→ About this task:
Go through the data below. List every line that holds the word "asked".

→ Stored data:
■ ■ ■
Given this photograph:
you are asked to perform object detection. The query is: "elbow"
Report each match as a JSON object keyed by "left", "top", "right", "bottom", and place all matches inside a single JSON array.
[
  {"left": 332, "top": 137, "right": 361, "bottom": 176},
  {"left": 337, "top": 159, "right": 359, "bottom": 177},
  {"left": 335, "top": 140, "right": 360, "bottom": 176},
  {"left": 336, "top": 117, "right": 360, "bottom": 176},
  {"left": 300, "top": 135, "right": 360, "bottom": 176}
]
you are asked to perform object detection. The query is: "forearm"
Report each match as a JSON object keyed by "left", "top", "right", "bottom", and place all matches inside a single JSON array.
■ ■ ■
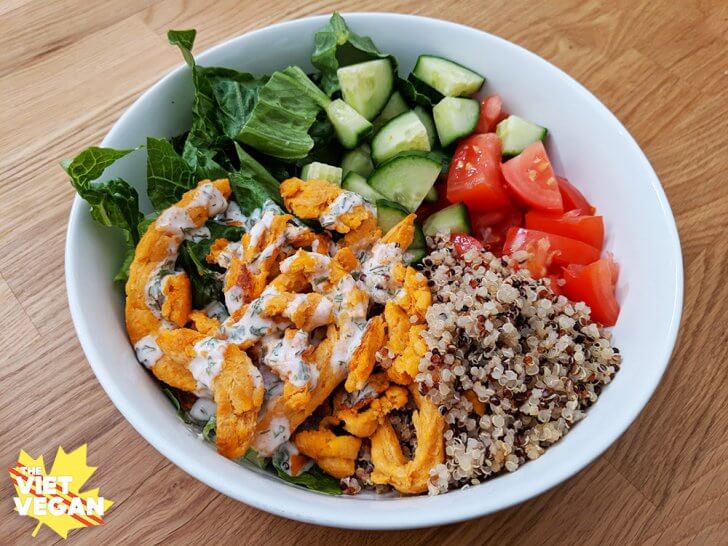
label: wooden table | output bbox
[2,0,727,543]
■ ■ ■
→ The answer:
you are asked to perform object detection. The query is: "elbow"
you are asked to perform object detection. The query is: "forearm"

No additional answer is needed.